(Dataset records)
******************************

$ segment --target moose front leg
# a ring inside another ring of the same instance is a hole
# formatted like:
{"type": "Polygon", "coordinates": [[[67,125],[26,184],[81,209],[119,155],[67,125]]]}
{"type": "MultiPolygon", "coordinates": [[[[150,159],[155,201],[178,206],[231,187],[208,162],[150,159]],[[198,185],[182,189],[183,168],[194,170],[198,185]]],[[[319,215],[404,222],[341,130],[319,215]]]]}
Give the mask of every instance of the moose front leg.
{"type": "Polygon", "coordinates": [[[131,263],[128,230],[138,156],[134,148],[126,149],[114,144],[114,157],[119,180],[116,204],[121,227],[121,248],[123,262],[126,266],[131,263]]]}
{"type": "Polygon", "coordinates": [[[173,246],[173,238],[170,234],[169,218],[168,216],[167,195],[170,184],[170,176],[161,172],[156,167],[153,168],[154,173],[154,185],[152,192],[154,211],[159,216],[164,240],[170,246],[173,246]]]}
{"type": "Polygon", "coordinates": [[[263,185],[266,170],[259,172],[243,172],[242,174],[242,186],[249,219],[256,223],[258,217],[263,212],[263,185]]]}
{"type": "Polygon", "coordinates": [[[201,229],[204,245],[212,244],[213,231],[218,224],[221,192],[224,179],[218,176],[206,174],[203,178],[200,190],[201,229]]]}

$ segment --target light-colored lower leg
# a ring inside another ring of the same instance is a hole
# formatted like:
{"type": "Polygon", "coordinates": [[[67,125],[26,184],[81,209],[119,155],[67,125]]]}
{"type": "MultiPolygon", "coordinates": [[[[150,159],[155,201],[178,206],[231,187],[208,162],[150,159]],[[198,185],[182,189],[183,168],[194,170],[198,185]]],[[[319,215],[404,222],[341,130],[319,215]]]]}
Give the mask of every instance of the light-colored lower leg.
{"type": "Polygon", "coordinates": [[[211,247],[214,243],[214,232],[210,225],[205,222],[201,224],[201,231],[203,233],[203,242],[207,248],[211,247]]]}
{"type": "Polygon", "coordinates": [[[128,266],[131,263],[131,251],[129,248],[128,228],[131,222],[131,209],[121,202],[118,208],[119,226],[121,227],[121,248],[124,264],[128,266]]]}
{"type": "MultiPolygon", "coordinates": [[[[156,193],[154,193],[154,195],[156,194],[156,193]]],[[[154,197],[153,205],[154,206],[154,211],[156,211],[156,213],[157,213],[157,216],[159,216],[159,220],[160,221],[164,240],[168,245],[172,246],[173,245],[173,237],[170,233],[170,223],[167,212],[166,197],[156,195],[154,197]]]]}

******************************

Stated task: Reproduce every line of the records above without any changes.

Answer to the problem:
$ segment --target moose front leg
# a ring inside another ring of the same instance is a hole
# formatted like:
{"type": "Polygon", "coordinates": [[[67,125],[26,184],[81,209],[119,155],[67,125]]]}
{"type": "MultiPolygon", "coordinates": [[[[150,159],[155,201],[178,206],[231,187],[208,162],[150,159]],[[198,185],[182,189],[183,168],[194,170],[198,185]]],[[[319,215],[404,222],[341,130],[319,215]]]]}
Give the mask of every instance of the moose front leg.
{"type": "Polygon", "coordinates": [[[131,263],[128,230],[138,156],[134,148],[126,149],[114,144],[114,157],[119,180],[116,204],[121,227],[121,248],[123,262],[126,266],[131,263]]]}
{"type": "Polygon", "coordinates": [[[173,246],[173,238],[170,234],[169,218],[168,216],[167,195],[170,184],[170,176],[161,172],[156,167],[153,168],[154,173],[154,185],[152,192],[154,211],[159,216],[164,240],[170,246],[173,246]]]}
{"type": "Polygon", "coordinates": [[[263,185],[266,170],[259,172],[243,172],[242,174],[242,186],[249,219],[256,223],[258,217],[263,212],[263,185]]]}
{"type": "Polygon", "coordinates": [[[201,229],[204,245],[212,244],[213,231],[218,224],[221,192],[224,179],[218,176],[206,174],[203,178],[200,190],[201,229]]]}

$ segment --target light-colored lower leg
# a ring inside another ring of the same instance is a hole
# formatted like:
{"type": "Polygon", "coordinates": [[[67,125],[26,184],[81,209],[119,155],[67,125]]]}
{"type": "MultiPolygon", "coordinates": [[[[150,159],[155,201],[178,206],[231,187],[208,162],[150,159]],[[198,185],[182,189],[183,168],[194,170],[198,185]]],[[[319,215],[404,222],[341,130],[319,215]]]]}
Give the mask of every instance of the light-colored lower leg.
{"type": "Polygon", "coordinates": [[[211,247],[214,243],[214,232],[210,225],[205,222],[201,224],[201,231],[203,233],[203,242],[207,248],[211,247]]]}
{"type": "Polygon", "coordinates": [[[128,266],[131,263],[131,251],[129,248],[128,228],[131,222],[131,209],[121,202],[118,208],[119,226],[121,227],[121,248],[124,264],[128,266]]]}
{"type": "MultiPolygon", "coordinates": [[[[156,193],[154,193],[154,195],[156,194],[156,193]]],[[[154,197],[153,205],[154,206],[154,211],[156,211],[156,213],[157,213],[157,216],[159,216],[159,220],[160,221],[164,240],[168,245],[172,246],[173,245],[173,237],[170,233],[170,223],[167,212],[166,197],[156,195],[154,197]]]]}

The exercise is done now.